**Work required:**
Put the lines of the material starting at the line containing "Detection task: determine if any sunflower" and ending at the line containing "162, 208, 176, 222" into a Markdown table with the columns No. and Line, leaving out any blank lines.

(Stored items from a collection)
>>>

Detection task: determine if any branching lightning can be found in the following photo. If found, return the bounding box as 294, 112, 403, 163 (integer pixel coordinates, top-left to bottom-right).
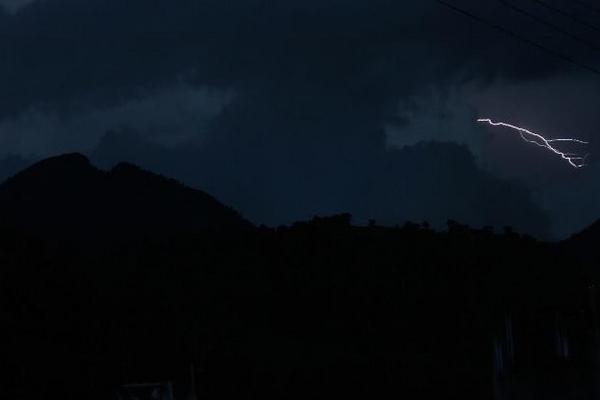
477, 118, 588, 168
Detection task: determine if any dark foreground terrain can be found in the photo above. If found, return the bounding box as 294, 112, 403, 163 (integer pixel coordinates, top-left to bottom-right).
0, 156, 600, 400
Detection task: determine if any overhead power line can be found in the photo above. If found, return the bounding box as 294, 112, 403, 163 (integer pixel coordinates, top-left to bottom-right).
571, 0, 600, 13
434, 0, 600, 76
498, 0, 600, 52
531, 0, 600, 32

<<<
>>>

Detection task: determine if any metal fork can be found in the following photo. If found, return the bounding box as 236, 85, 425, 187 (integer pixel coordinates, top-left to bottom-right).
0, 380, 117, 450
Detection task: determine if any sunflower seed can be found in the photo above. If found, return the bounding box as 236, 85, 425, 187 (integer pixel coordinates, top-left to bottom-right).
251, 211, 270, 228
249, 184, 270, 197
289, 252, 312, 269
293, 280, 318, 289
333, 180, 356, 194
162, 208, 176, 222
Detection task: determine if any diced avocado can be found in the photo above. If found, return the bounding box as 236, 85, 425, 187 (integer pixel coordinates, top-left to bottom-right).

<<<

**Solution for this exercise:**
| No. | Line |
|---|---|
| 1 | Detection task: determine if any sunflower seed can be found in the photo above. If found, return the bounding box as 236, 85, 425, 187 (integer pixel coordinates, top-left to bottom-right). |
| 2 | 251, 211, 270, 228 |
| 3 | 249, 184, 270, 197 |
| 4 | 289, 252, 312, 269 |
| 5 | 293, 280, 318, 289 |
| 6 | 333, 180, 356, 194 |
| 7 | 162, 208, 176, 222 |